_WHAT IS ASKED:_
Locate the line containing "Annotation task — locate each instance of the timber" in the material below; repeat it and every line after it, exactly as written.

^^^^^^^^

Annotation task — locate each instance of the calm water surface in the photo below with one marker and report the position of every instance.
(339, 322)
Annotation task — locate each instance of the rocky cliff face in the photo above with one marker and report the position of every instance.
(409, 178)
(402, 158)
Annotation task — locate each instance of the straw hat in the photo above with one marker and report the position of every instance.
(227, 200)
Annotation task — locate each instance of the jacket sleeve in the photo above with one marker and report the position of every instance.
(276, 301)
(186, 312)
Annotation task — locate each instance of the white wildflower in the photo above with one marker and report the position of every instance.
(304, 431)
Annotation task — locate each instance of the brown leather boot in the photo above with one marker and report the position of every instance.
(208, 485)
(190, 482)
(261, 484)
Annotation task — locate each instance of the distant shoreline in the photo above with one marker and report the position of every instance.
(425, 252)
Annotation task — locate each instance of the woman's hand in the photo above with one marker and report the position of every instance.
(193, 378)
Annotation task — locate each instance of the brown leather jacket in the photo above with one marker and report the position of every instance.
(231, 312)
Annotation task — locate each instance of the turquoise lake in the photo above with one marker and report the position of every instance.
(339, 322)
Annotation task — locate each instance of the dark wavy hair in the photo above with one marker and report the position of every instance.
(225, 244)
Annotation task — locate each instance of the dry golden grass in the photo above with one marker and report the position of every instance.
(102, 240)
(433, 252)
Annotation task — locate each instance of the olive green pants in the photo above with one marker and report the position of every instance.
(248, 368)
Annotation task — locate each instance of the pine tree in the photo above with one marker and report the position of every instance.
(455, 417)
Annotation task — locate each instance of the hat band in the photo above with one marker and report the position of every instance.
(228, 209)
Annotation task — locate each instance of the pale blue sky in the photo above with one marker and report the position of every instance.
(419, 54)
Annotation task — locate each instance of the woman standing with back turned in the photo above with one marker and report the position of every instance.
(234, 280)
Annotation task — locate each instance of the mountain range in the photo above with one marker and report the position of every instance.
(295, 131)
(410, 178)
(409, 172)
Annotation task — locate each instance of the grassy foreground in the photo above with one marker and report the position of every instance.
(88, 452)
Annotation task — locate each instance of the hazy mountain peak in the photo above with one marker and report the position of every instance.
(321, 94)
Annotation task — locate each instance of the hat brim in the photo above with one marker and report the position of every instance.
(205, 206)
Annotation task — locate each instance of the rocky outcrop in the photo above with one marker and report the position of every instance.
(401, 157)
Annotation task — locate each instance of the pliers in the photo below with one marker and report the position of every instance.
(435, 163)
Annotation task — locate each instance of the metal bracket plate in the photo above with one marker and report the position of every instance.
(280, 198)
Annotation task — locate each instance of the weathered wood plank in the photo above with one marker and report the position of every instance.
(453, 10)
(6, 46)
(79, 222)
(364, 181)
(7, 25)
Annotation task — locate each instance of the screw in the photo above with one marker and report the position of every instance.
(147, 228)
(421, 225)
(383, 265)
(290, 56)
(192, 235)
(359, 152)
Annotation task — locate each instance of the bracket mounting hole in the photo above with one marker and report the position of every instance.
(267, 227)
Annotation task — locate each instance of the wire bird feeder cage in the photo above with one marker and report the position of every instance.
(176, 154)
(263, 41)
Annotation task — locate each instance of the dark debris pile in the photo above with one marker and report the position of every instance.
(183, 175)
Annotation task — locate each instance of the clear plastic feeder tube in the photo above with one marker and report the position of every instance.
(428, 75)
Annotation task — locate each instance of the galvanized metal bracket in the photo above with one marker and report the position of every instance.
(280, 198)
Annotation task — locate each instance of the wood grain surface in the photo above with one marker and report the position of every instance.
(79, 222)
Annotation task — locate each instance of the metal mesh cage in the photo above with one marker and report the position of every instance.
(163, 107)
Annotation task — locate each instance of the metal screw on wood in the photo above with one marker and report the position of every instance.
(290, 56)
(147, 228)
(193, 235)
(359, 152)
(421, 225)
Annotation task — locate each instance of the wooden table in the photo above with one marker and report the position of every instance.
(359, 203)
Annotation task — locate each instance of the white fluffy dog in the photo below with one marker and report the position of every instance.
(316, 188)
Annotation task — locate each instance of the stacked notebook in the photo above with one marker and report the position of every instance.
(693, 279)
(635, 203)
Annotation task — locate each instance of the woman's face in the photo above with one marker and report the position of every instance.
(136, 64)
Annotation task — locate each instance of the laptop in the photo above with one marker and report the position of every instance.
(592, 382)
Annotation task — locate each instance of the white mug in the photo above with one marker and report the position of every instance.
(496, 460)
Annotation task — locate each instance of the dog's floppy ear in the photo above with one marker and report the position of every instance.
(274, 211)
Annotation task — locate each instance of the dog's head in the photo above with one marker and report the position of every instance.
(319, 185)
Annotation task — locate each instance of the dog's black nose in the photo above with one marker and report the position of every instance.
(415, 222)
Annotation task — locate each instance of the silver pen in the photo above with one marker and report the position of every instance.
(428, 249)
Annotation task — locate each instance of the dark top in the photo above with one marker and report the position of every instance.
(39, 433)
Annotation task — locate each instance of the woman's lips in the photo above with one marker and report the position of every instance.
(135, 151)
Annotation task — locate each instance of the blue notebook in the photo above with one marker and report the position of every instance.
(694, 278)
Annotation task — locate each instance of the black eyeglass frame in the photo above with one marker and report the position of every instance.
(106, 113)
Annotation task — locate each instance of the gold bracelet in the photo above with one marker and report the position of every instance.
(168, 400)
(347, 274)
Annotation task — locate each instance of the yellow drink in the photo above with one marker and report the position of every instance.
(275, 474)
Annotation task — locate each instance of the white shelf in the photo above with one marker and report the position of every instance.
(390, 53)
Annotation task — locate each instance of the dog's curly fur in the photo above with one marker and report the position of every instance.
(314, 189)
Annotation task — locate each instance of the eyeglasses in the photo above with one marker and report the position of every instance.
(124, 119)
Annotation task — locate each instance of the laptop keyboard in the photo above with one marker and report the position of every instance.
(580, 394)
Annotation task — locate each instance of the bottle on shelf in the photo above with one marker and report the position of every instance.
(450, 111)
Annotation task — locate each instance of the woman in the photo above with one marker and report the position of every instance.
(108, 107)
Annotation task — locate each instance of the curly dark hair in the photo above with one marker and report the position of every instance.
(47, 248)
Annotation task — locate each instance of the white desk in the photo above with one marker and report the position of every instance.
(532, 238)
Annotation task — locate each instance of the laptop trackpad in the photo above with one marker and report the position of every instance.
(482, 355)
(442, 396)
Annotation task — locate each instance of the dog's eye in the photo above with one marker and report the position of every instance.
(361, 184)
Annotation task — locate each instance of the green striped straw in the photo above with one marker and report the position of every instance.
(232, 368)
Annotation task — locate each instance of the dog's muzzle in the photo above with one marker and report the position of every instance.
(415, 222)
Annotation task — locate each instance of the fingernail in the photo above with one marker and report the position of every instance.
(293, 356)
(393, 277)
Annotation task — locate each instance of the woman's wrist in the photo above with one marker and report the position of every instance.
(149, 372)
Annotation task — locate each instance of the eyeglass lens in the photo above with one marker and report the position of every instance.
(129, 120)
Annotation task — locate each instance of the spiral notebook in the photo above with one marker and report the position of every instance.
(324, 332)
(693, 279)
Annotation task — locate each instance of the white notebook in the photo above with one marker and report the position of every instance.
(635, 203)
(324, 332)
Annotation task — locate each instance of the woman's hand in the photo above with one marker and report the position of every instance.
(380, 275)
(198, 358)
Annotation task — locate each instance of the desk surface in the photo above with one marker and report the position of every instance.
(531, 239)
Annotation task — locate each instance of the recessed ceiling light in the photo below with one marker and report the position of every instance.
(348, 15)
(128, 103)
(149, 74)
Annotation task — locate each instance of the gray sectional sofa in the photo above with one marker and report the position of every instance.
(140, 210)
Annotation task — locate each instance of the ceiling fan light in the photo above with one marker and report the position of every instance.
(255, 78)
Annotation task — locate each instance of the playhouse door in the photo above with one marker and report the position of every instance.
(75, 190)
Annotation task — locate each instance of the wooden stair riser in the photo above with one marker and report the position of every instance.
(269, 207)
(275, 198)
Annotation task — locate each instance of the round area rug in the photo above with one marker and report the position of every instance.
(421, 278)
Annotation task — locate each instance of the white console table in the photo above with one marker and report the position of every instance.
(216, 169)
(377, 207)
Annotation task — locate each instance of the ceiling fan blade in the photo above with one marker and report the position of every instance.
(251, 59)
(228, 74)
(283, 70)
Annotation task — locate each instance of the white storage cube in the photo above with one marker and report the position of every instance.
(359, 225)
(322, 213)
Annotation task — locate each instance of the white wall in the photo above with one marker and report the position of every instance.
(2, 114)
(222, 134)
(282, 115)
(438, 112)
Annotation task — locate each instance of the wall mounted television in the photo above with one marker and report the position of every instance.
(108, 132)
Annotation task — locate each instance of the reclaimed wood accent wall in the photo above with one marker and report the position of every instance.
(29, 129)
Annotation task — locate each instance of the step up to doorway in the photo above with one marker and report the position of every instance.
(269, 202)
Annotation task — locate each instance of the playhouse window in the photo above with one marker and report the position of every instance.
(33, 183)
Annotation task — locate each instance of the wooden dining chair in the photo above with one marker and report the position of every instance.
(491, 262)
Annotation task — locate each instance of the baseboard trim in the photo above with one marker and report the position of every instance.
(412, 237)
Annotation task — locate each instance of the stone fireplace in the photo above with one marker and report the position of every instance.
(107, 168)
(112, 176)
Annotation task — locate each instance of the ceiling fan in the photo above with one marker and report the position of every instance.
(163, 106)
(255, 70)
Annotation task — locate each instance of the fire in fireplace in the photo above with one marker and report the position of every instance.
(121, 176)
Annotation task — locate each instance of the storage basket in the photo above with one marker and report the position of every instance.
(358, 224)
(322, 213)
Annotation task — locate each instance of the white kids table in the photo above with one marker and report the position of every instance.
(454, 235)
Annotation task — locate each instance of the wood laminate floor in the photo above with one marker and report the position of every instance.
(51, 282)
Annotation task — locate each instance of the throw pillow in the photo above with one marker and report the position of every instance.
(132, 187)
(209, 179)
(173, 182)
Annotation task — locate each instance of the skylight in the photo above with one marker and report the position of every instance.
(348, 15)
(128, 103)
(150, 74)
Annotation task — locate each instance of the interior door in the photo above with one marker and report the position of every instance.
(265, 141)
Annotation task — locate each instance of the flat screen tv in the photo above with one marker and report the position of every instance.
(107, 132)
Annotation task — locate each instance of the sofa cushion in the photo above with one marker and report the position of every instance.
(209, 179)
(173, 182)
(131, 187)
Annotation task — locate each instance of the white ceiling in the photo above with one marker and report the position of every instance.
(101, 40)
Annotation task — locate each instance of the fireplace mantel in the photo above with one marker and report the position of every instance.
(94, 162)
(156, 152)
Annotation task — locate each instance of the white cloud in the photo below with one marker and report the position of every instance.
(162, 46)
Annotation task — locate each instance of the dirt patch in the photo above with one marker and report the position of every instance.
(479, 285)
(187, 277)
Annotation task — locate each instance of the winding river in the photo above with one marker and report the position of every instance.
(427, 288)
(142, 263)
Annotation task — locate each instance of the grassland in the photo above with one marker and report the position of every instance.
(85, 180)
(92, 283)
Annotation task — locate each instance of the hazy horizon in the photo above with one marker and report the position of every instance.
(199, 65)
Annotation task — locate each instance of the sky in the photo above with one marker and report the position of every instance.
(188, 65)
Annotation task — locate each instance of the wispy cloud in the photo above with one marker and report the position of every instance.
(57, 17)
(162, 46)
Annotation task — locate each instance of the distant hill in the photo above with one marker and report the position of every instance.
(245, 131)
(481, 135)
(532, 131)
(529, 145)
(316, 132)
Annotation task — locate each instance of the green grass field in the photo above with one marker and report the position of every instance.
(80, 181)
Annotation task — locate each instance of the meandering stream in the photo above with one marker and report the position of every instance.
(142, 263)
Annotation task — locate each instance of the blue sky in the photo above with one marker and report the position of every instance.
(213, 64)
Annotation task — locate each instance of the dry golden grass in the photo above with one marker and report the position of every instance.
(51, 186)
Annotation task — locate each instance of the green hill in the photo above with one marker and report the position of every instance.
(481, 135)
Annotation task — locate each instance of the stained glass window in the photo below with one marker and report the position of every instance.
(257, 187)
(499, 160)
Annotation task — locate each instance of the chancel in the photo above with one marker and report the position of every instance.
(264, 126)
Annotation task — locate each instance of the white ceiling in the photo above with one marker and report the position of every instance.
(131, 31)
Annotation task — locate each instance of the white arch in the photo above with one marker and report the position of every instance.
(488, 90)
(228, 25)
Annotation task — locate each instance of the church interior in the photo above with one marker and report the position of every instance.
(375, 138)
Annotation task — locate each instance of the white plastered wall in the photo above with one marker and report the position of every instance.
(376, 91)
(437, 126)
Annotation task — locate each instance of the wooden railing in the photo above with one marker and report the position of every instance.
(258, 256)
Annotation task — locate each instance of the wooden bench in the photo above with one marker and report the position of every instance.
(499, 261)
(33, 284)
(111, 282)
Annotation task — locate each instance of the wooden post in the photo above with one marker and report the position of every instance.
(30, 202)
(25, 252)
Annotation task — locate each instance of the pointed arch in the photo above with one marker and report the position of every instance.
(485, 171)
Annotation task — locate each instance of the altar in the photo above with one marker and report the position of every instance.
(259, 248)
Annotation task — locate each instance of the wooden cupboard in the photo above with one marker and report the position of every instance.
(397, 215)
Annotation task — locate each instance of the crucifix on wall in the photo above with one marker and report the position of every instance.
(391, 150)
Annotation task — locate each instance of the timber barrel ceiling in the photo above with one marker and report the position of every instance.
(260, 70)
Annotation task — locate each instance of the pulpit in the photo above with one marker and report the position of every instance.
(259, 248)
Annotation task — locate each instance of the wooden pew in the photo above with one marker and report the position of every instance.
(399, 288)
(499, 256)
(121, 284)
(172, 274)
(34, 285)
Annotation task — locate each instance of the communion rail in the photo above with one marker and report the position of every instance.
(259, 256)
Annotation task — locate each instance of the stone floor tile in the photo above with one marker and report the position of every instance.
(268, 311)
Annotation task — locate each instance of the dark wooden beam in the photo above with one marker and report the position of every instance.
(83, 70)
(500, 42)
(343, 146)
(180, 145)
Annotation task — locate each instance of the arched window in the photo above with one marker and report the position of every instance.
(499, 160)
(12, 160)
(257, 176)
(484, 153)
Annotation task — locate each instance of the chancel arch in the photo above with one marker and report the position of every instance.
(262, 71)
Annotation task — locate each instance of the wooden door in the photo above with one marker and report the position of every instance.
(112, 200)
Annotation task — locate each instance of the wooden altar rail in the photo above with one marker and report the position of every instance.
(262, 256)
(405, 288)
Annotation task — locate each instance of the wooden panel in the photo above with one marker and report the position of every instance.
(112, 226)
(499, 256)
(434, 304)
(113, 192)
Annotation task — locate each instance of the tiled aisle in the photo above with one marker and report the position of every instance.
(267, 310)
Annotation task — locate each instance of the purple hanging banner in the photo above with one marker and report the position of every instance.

^^^^^^^^

_RESULT FOR THIS EXERCISE:_
Annotation task — locate each instance of the timber barrel ceiling in the photo above with one marker and report the position of every instance.
(260, 70)
Annotation task — locate each instance of the pulpit in the photo above with one marker and report the position of every instance.
(259, 248)
Annotation task — locate each instance of the wooden pew in the photo above with one marker and report the position of every instance.
(399, 288)
(499, 256)
(121, 284)
(172, 274)
(34, 285)
Annotation task — locate each instance of the communion rail in the photo above with one marker and report the position of every instance.
(259, 256)
Annotation task — locate each instance of the stone floor tile in the photo above with one marker and report the position of every instance.
(268, 311)
Annotation task — locate each instance of the dark wooden beam in the photo above with one marker and report the position of every instance.
(83, 70)
(500, 42)
(343, 146)
(180, 145)
Annotation task — locate each instance of the arched window in the photo above with one marker and report the position of every instance.
(499, 160)
(12, 160)
(257, 176)
(484, 153)
Annotation task — locate each instance of the chancel arch in the photo above with one marker and report the position of every instance.
(262, 71)
Annotation task — locate each instance of the wooden door in the photo above with one marker and report the position of every instance.
(112, 200)
Annotation task — locate each instance of the wooden altar rail in the photo above with one marker and report the position of every instance.
(262, 256)
(405, 288)
Annotation task — locate each instance of the wooden panel in the photo above with one marker and report the position of every instance.
(112, 226)
(499, 256)
(434, 304)
(113, 192)
Annotation task — locate each instance of the tiled aisle in the photo above with one marker and report the position of every instance.
(267, 310)
Annotation task — locate each instance of the purple hanging banner in the photo above with one marker and report the position of every instance.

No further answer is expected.